• _What to do_:
Only the lines from the first line of the data through the line containing "Find the eyelash." belong in the answer, transcribed exactly; pictures do not.

--------------------

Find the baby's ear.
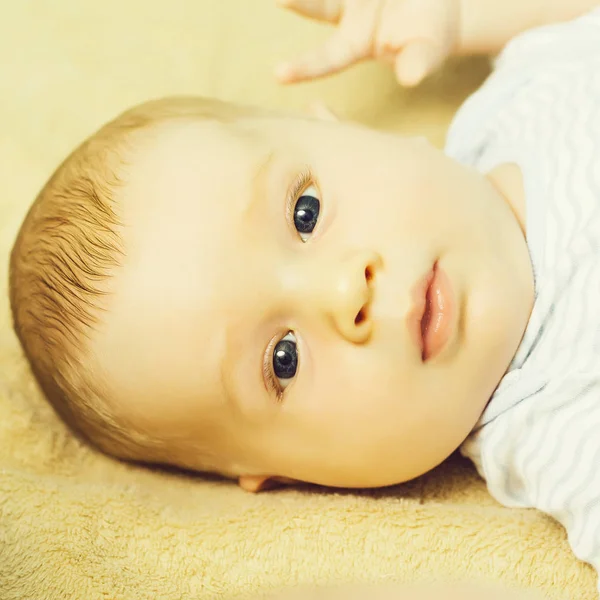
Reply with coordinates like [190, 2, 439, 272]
[238, 475, 297, 493]
[307, 101, 339, 122]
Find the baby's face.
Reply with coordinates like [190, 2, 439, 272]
[93, 110, 533, 488]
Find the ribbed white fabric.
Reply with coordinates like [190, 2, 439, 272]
[445, 8, 600, 593]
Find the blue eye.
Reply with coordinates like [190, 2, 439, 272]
[272, 332, 298, 390]
[294, 185, 320, 242]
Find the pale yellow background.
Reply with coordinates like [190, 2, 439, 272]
[0, 1, 595, 599]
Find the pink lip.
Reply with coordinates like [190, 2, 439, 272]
[407, 261, 455, 361]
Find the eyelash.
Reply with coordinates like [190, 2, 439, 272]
[262, 169, 317, 401]
[263, 334, 287, 403]
[284, 167, 317, 240]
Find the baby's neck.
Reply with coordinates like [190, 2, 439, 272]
[486, 163, 526, 237]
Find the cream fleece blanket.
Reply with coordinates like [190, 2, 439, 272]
[0, 1, 596, 599]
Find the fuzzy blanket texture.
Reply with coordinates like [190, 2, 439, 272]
[0, 1, 596, 599]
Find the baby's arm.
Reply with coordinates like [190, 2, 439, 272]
[458, 0, 600, 54]
[277, 0, 600, 86]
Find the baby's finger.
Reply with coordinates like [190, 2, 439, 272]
[393, 40, 445, 87]
[276, 34, 359, 83]
[276, 0, 343, 23]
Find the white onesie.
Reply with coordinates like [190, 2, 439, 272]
[444, 7, 600, 594]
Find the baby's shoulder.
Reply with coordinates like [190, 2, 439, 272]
[464, 367, 600, 456]
[446, 9, 600, 165]
[461, 368, 600, 497]
[486, 368, 600, 446]
[495, 7, 600, 73]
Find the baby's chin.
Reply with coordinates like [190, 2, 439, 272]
[262, 582, 546, 600]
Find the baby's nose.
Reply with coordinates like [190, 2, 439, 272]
[325, 251, 381, 343]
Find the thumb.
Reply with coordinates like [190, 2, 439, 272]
[394, 40, 444, 87]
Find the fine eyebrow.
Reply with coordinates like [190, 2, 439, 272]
[221, 149, 276, 409]
[243, 149, 276, 217]
[220, 326, 240, 411]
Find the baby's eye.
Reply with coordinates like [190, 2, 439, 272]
[293, 185, 320, 242]
[272, 331, 298, 390]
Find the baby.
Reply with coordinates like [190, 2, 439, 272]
[8, 0, 600, 594]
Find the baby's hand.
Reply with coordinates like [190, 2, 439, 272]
[276, 0, 460, 87]
[277, 0, 460, 86]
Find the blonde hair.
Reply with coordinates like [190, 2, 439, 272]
[10, 96, 259, 462]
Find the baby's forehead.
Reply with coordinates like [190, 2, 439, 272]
[108, 116, 272, 323]
[140, 117, 260, 162]
[121, 118, 268, 215]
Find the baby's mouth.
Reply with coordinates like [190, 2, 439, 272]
[419, 261, 455, 362]
[420, 275, 435, 357]
[407, 262, 437, 360]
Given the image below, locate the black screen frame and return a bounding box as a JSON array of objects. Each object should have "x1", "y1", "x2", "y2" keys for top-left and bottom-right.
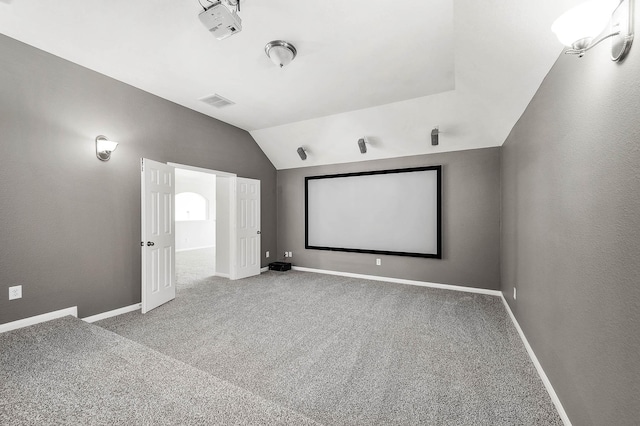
[{"x1": 304, "y1": 165, "x2": 442, "y2": 259}]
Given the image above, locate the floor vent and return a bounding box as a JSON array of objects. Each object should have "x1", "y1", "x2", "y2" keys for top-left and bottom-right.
[{"x1": 199, "y1": 93, "x2": 235, "y2": 108}]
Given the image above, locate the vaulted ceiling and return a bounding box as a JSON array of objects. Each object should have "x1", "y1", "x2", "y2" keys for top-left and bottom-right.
[{"x1": 0, "y1": 0, "x2": 582, "y2": 169}]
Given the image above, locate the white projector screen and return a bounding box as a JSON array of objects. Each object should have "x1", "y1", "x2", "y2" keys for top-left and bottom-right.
[{"x1": 305, "y1": 166, "x2": 441, "y2": 258}]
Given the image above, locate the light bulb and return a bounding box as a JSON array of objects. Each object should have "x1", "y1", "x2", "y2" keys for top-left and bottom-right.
[
  {"x1": 97, "y1": 139, "x2": 119, "y2": 153},
  {"x1": 551, "y1": 0, "x2": 619, "y2": 48},
  {"x1": 269, "y1": 46, "x2": 294, "y2": 67}
]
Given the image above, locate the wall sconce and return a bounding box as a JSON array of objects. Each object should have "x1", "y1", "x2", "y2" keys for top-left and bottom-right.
[
  {"x1": 265, "y1": 40, "x2": 297, "y2": 68},
  {"x1": 551, "y1": 0, "x2": 634, "y2": 61},
  {"x1": 297, "y1": 147, "x2": 307, "y2": 160},
  {"x1": 95, "y1": 135, "x2": 119, "y2": 161},
  {"x1": 431, "y1": 127, "x2": 440, "y2": 146},
  {"x1": 357, "y1": 138, "x2": 367, "y2": 154}
]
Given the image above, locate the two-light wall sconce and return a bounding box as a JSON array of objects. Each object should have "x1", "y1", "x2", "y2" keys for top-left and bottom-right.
[
  {"x1": 552, "y1": 0, "x2": 634, "y2": 61},
  {"x1": 95, "y1": 135, "x2": 119, "y2": 161}
]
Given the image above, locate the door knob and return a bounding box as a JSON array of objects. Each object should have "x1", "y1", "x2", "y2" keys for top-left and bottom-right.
[{"x1": 147, "y1": 241, "x2": 155, "y2": 246}]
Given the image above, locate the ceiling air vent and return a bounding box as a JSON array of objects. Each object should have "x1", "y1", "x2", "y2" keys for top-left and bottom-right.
[{"x1": 199, "y1": 94, "x2": 235, "y2": 108}]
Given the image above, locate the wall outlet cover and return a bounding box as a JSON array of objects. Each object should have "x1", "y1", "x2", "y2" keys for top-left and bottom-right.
[
  {"x1": 376, "y1": 258, "x2": 381, "y2": 266},
  {"x1": 266, "y1": 251, "x2": 270, "y2": 258},
  {"x1": 9, "y1": 285, "x2": 22, "y2": 300}
]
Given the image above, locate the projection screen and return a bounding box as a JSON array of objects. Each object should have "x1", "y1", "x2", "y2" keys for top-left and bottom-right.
[{"x1": 305, "y1": 166, "x2": 441, "y2": 258}]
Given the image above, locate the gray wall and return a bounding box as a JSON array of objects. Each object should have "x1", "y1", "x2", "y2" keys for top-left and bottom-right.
[
  {"x1": 0, "y1": 34, "x2": 276, "y2": 324},
  {"x1": 278, "y1": 148, "x2": 501, "y2": 290},
  {"x1": 501, "y1": 28, "x2": 640, "y2": 426}
]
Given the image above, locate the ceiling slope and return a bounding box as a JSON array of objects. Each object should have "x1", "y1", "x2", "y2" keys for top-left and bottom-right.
[
  {"x1": 0, "y1": 0, "x2": 584, "y2": 169},
  {"x1": 251, "y1": 0, "x2": 585, "y2": 169}
]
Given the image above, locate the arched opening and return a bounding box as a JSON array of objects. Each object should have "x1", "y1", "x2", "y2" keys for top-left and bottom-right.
[{"x1": 176, "y1": 192, "x2": 208, "y2": 221}]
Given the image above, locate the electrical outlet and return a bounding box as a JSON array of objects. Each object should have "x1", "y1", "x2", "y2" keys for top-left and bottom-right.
[
  {"x1": 9, "y1": 285, "x2": 22, "y2": 300},
  {"x1": 266, "y1": 251, "x2": 270, "y2": 258},
  {"x1": 376, "y1": 258, "x2": 381, "y2": 266},
  {"x1": 513, "y1": 287, "x2": 517, "y2": 300},
  {"x1": 288, "y1": 251, "x2": 292, "y2": 257}
]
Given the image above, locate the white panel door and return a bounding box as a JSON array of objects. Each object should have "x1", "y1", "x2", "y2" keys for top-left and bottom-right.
[
  {"x1": 234, "y1": 178, "x2": 260, "y2": 280},
  {"x1": 141, "y1": 158, "x2": 175, "y2": 313}
]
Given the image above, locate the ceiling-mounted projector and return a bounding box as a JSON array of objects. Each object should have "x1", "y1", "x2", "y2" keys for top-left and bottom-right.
[{"x1": 198, "y1": 1, "x2": 242, "y2": 40}]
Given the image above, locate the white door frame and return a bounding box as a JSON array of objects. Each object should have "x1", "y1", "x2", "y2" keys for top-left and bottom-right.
[
  {"x1": 167, "y1": 162, "x2": 239, "y2": 279},
  {"x1": 168, "y1": 163, "x2": 236, "y2": 178}
]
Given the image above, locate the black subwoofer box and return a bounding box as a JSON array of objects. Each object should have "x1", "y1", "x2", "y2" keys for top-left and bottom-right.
[{"x1": 268, "y1": 262, "x2": 292, "y2": 271}]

--------------------

• _Answer to the problem_:
Find the baby's ear.
Reply with coordinates like [190, 2, 439, 272]
[238, 475, 297, 493]
[307, 101, 339, 122]
Find the baby's face.
Reply with coordinates like [190, 2, 439, 272]
[93, 110, 533, 488]
Find the ribbed white fabric.
Reply with coordinates like [190, 2, 439, 272]
[445, 8, 600, 593]
Find the blue eye.
Reply with coordinates like [190, 2, 439, 272]
[272, 332, 298, 390]
[294, 185, 320, 242]
Find the pale yellow background.
Reply with coordinates like [190, 2, 439, 272]
[0, 1, 595, 599]
Find the pink lip.
Reply with coordinates like [190, 2, 439, 272]
[407, 261, 455, 361]
Find the eyelash.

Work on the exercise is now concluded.